DATA SHOWN>
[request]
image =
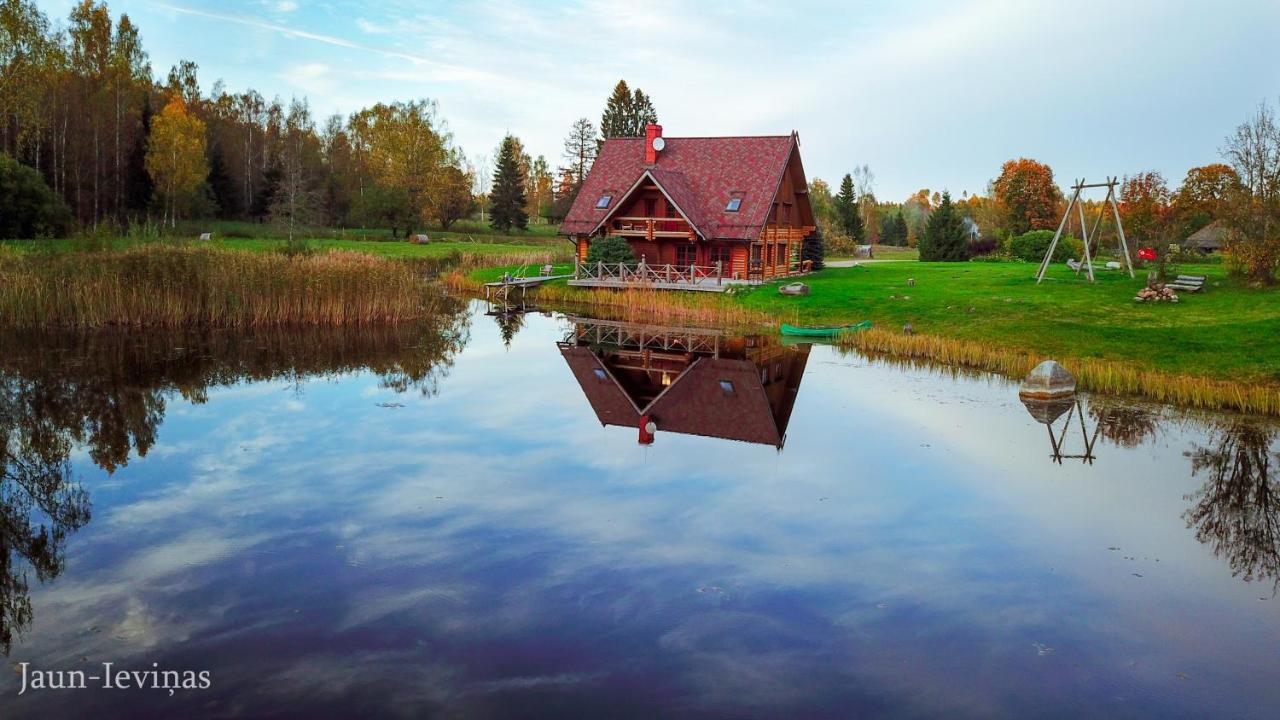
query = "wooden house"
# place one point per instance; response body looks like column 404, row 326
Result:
column 695, row 209
column 686, row 381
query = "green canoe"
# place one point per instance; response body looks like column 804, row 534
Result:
column 826, row 331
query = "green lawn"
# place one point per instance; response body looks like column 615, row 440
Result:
column 1226, row 331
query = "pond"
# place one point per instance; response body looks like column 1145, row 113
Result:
column 543, row 516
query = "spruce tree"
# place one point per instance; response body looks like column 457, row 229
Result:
column 887, row 227
column 641, row 113
column 945, row 236
column 508, row 188
column 814, row 249
column 618, row 109
column 846, row 210
column 626, row 113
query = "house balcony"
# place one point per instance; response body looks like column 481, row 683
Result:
column 707, row 278
column 650, row 228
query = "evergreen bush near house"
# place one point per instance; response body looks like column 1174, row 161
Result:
column 28, row 206
column 814, row 249
column 946, row 240
column 611, row 250
column 1031, row 246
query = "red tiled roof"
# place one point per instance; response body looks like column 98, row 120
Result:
column 699, row 174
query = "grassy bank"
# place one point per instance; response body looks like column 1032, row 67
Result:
column 1217, row 349
column 173, row 286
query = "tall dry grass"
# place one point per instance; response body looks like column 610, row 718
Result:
column 1091, row 373
column 173, row 286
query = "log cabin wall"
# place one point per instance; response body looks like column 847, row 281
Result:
column 790, row 220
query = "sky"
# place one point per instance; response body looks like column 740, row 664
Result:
column 928, row 94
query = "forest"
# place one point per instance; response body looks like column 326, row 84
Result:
column 119, row 146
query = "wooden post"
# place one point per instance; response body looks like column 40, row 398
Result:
column 1084, row 231
column 1040, row 274
column 1115, row 210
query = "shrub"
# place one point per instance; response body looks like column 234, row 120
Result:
column 1031, row 246
column 611, row 250
column 981, row 246
column 30, row 206
column 814, row 249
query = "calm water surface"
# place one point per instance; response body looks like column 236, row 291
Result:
column 469, row 520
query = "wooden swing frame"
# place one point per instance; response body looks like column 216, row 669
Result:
column 1077, row 204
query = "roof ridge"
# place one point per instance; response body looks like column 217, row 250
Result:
column 702, row 137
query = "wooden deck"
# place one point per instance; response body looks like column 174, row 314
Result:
column 502, row 288
column 702, row 285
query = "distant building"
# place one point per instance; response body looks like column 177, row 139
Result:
column 737, row 206
column 1208, row 238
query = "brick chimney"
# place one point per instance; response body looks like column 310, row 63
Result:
column 652, row 131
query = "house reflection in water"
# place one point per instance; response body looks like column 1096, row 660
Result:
column 688, row 381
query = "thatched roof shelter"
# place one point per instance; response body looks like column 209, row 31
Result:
column 1208, row 238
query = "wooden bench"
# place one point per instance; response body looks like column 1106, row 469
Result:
column 1187, row 283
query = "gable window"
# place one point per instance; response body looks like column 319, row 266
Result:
column 722, row 255
column 686, row 255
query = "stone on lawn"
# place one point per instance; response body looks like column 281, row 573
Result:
column 1048, row 379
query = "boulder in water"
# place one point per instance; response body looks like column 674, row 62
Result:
column 1048, row 379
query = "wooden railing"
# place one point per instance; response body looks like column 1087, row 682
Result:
column 650, row 227
column 643, row 272
column 635, row 336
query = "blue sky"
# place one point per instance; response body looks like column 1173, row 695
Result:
column 928, row 94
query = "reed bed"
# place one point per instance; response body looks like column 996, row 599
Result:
column 1091, row 373
column 174, row 286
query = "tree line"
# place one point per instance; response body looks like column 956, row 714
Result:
column 1242, row 194
column 80, row 106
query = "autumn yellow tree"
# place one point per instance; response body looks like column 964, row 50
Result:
column 1027, row 191
column 176, row 156
column 405, row 149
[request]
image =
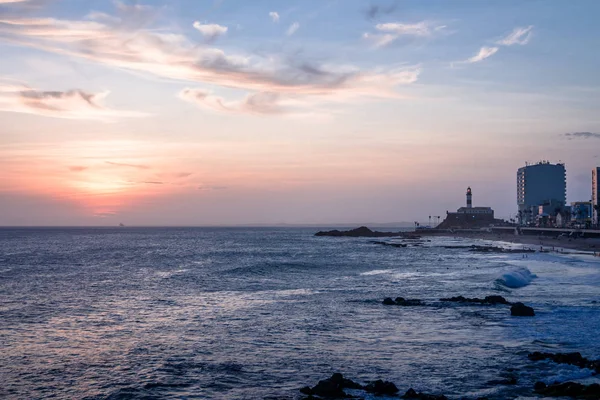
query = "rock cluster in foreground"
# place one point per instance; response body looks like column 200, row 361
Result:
column 363, row 231
column 516, row 309
column 487, row 300
column 521, row 310
column 567, row 358
column 569, row 389
column 333, row 388
column 401, row 301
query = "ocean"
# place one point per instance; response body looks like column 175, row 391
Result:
column 252, row 313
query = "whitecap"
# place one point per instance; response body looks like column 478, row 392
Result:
column 516, row 278
column 378, row 272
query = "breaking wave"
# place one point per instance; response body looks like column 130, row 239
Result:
column 517, row 278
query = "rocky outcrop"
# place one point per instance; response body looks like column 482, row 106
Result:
column 381, row 388
column 363, row 231
column 487, row 300
column 389, row 244
column 495, row 249
column 567, row 358
column 568, row 389
column 521, row 310
column 412, row 394
column 332, row 388
column 401, row 301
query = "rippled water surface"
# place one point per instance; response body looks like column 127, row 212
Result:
column 254, row 313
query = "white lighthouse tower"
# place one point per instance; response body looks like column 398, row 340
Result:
column 469, row 198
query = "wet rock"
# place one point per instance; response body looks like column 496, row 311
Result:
column 401, row 301
column 389, row 244
column 496, row 249
column 363, row 231
column 508, row 381
column 380, row 387
column 521, row 310
column 566, row 358
column 495, row 299
column 568, row 389
column 389, row 302
column 487, row 300
column 412, row 394
column 332, row 387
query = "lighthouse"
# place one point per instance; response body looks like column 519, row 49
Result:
column 469, row 198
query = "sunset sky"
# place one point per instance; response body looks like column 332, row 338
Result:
column 204, row 112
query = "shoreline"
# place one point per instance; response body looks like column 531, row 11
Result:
column 588, row 246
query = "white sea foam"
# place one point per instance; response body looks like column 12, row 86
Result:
column 516, row 278
column 378, row 272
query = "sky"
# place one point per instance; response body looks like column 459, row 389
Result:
column 207, row 112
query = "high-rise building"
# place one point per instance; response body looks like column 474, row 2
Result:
column 538, row 184
column 596, row 194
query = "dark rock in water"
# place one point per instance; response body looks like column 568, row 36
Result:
column 389, row 302
column 495, row 249
column 521, row 310
column 508, row 381
column 332, row 387
column 567, row 358
column 389, row 244
column 306, row 390
column 401, row 301
column 380, row 387
column 346, row 383
column 409, row 302
column 568, row 389
column 495, row 300
column 412, row 394
column 487, row 300
column 363, row 231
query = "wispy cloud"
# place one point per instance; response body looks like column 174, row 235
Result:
column 72, row 104
column 214, row 187
column 375, row 10
column 582, row 135
column 392, row 31
column 257, row 103
column 210, row 31
column 127, row 165
column 274, row 16
column 129, row 41
column 517, row 36
column 292, row 29
column 483, row 53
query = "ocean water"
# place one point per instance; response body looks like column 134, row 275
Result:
column 155, row 313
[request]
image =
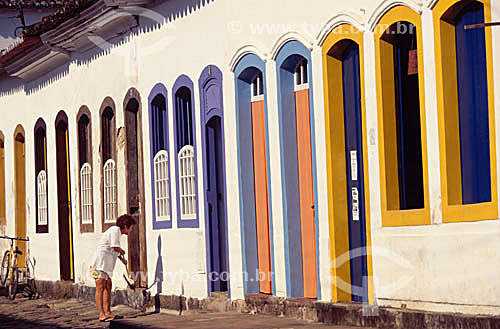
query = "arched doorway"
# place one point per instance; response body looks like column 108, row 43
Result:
column 20, row 190
column 346, row 164
column 295, row 108
column 215, row 178
column 135, row 184
column 66, row 265
column 255, row 191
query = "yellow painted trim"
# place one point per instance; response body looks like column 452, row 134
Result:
column 452, row 209
column 391, row 216
column 335, row 143
column 69, row 211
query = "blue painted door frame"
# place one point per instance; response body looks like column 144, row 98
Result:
column 355, row 172
column 212, row 120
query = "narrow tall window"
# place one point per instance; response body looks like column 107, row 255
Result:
column 401, row 111
column 3, row 220
column 186, row 155
column 187, row 183
column 41, row 177
column 109, row 186
column 110, row 208
column 162, row 191
column 160, row 162
column 86, row 193
column 85, row 160
column 402, row 126
column 257, row 88
column 301, row 78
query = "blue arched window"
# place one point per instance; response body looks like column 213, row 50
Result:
column 185, row 153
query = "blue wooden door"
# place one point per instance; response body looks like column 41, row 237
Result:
column 473, row 106
column 354, row 166
column 215, row 205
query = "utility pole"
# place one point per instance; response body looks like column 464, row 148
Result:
column 479, row 26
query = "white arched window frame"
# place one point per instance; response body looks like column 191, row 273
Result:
column 187, row 186
column 86, row 193
column 301, row 79
column 42, row 197
column 162, row 187
column 110, row 206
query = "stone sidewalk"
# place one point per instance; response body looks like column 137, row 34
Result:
column 72, row 313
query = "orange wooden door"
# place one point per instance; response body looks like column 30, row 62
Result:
column 306, row 193
column 20, row 196
column 261, row 195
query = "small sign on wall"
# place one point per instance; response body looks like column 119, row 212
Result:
column 355, row 204
column 354, row 165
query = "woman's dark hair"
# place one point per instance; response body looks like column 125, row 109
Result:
column 125, row 220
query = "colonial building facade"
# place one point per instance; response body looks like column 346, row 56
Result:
column 337, row 151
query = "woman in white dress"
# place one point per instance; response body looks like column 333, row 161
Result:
column 108, row 250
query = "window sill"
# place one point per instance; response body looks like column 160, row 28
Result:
column 470, row 213
column 398, row 218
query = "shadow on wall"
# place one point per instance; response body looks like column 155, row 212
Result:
column 160, row 16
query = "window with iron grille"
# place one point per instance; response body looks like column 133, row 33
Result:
column 86, row 193
column 162, row 191
column 42, row 197
column 110, row 204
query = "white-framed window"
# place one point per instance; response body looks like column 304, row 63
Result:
column 162, row 187
column 42, row 197
column 301, row 79
column 257, row 88
column 110, row 206
column 187, row 183
column 86, row 193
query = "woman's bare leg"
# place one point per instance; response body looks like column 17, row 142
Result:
column 107, row 297
column 100, row 286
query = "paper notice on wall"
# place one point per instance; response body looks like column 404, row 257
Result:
column 355, row 204
column 354, row 165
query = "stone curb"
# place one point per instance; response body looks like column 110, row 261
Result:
column 329, row 313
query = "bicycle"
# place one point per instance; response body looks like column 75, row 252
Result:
column 9, row 267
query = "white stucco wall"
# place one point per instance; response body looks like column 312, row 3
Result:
column 454, row 266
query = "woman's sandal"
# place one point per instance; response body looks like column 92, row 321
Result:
column 107, row 319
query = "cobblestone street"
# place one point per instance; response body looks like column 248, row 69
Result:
column 44, row 313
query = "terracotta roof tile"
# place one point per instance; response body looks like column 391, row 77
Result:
column 35, row 3
column 70, row 9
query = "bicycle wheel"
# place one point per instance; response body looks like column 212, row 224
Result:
column 4, row 270
column 13, row 283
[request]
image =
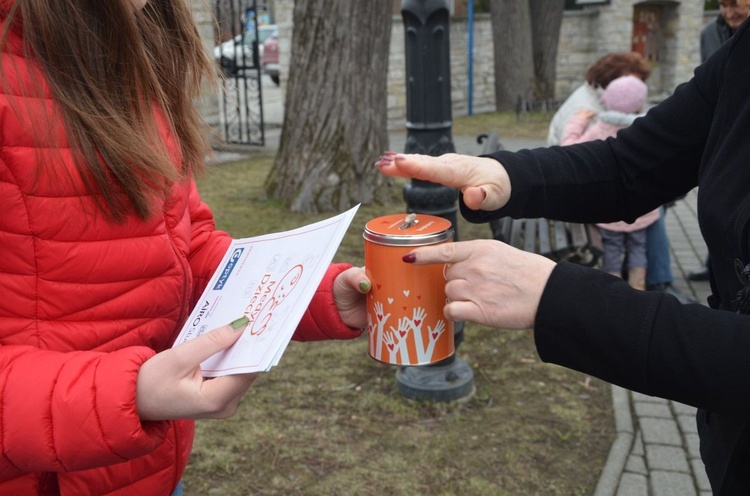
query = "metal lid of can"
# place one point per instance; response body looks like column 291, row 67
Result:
column 408, row 230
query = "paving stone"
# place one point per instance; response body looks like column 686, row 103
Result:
column 636, row 464
column 683, row 409
column 638, row 444
column 671, row 458
column 633, row 485
column 660, row 431
column 672, row 484
column 692, row 442
column 648, row 409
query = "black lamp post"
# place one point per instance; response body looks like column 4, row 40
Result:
column 428, row 126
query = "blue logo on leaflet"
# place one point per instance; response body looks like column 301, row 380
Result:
column 228, row 268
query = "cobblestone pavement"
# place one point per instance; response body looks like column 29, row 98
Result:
column 655, row 452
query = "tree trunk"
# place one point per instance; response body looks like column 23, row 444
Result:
column 335, row 119
column 514, row 67
column 546, row 20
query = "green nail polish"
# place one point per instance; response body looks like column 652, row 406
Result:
column 240, row 323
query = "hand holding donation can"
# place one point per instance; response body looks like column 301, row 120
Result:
column 405, row 320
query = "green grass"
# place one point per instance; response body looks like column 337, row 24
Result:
column 329, row 420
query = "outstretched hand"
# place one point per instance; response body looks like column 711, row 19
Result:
column 488, row 282
column 170, row 384
column 483, row 181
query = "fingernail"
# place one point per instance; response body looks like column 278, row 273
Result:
column 240, row 323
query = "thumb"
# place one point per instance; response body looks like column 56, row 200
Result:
column 208, row 344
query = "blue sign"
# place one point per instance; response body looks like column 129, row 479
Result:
column 236, row 254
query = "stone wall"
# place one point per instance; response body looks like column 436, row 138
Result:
column 585, row 36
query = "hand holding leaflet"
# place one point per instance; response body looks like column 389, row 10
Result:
column 271, row 279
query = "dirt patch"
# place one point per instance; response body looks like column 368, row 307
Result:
column 329, row 420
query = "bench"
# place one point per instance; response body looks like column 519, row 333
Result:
column 554, row 239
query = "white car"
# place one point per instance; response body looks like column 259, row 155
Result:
column 237, row 54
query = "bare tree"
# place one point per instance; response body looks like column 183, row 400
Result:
column 526, row 34
column 546, row 21
column 335, row 120
column 514, row 67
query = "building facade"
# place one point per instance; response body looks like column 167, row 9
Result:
column 666, row 32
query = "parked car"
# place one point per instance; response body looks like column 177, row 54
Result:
column 270, row 60
column 238, row 53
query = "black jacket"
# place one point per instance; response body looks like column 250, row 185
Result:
column 713, row 35
column 647, row 341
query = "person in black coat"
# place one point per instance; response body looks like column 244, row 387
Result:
column 591, row 321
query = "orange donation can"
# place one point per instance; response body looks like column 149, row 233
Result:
column 405, row 320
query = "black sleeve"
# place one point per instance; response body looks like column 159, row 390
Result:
column 650, row 163
column 645, row 341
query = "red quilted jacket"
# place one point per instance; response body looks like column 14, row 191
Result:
column 83, row 303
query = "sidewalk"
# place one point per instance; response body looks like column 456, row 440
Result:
column 655, row 452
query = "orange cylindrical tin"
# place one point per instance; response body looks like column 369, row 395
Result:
column 406, row 325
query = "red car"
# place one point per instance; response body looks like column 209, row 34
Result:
column 270, row 59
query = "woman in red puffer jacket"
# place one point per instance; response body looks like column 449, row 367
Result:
column 104, row 247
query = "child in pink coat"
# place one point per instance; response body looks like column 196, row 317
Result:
column 623, row 100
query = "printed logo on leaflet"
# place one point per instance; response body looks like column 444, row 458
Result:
column 228, row 268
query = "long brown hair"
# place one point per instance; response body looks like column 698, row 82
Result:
column 109, row 67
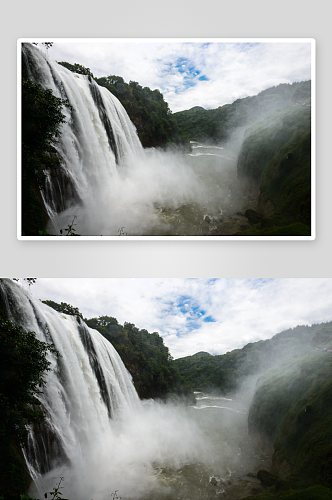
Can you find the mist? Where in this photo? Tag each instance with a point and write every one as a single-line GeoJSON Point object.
{"type": "Point", "coordinates": [160, 193]}
{"type": "Point", "coordinates": [110, 186]}
{"type": "Point", "coordinates": [162, 450]}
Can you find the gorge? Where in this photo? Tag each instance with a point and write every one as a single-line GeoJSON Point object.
{"type": "Point", "coordinates": [101, 438]}
{"type": "Point", "coordinates": [107, 184]}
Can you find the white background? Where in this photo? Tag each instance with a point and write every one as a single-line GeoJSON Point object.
{"type": "Point", "coordinates": [174, 18]}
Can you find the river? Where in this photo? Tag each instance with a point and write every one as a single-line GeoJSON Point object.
{"type": "Point", "coordinates": [230, 453]}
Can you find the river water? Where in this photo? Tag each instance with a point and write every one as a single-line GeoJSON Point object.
{"type": "Point", "coordinates": [229, 454]}
{"type": "Point", "coordinates": [213, 194]}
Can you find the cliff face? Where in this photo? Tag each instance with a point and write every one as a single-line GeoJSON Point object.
{"type": "Point", "coordinates": [275, 161]}
{"type": "Point", "coordinates": [292, 407]}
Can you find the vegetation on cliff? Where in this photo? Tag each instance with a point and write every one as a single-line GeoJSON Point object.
{"type": "Point", "coordinates": [226, 372]}
{"type": "Point", "coordinates": [220, 124]}
{"type": "Point", "coordinates": [23, 365]}
{"type": "Point", "coordinates": [146, 108]}
{"type": "Point", "coordinates": [41, 119]}
{"type": "Point", "coordinates": [292, 407]}
{"type": "Point", "coordinates": [144, 354]}
{"type": "Point", "coordinates": [275, 159]}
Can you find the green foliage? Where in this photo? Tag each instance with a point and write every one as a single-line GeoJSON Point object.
{"type": "Point", "coordinates": [144, 355]}
{"type": "Point", "coordinates": [226, 372]}
{"type": "Point", "coordinates": [276, 156]}
{"type": "Point", "coordinates": [41, 120]}
{"type": "Point", "coordinates": [71, 231]}
{"type": "Point", "coordinates": [293, 406]}
{"type": "Point", "coordinates": [56, 493]}
{"type": "Point", "coordinates": [312, 493]}
{"type": "Point", "coordinates": [23, 364]}
{"type": "Point", "coordinates": [218, 125]}
{"type": "Point", "coordinates": [64, 308]}
{"type": "Point", "coordinates": [77, 68]}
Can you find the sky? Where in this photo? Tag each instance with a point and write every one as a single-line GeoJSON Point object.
{"type": "Point", "coordinates": [192, 315]}
{"type": "Point", "coordinates": [192, 72]}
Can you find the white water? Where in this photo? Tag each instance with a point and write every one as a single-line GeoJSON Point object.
{"type": "Point", "coordinates": [112, 182]}
{"type": "Point", "coordinates": [101, 438]}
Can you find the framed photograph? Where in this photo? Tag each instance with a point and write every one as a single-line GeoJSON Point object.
{"type": "Point", "coordinates": [166, 139]}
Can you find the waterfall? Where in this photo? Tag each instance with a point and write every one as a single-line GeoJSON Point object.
{"type": "Point", "coordinates": [87, 390]}
{"type": "Point", "coordinates": [110, 183]}
{"type": "Point", "coordinates": [98, 141]}
{"type": "Point", "coordinates": [97, 434]}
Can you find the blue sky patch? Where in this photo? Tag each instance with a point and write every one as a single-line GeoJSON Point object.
{"type": "Point", "coordinates": [209, 319]}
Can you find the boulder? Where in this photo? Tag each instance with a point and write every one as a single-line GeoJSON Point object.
{"type": "Point", "coordinates": [266, 478]}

WHAT TO WORK ON>
Look in the material above for the line with "652, row 406" and the line with "368, row 307", and transcribe exactly those lines and all lines between them, nothing more.

ANSWER FOR THE TASK>
# place one point per instance; response body looks like column 652, row 406
Result:
column 240, row 323
query = "hand holding donation can"
# place one point per instance; response body looks like column 301, row 120
Result:
column 405, row 320
query = "green grass"
# place one point per instance; response body looks like column 337, row 24
Result:
column 329, row 420
query = "outstretched hand"
# place one point per instance; response body looks like column 711, row 19
Result:
column 488, row 282
column 170, row 384
column 483, row 181
query = "fingernail"
# place one point per instance; response body looks like column 278, row 273
Result:
column 240, row 323
query = "thumb"
# place one point per instance; response body looks like column 56, row 200
Result:
column 208, row 344
query = "blue sign"
# place one point per instance; response body looks like column 129, row 479
Result:
column 236, row 254
query = "stone wall"
# place one point per instance; response body looks like column 436, row 138
Result:
column 585, row 36
query = "hand holding leaflet"
# place one point per instance; response body looks like column 389, row 10
Result:
column 271, row 279
query = "dirt patch"
# place one point per instance; response body looks like column 368, row 307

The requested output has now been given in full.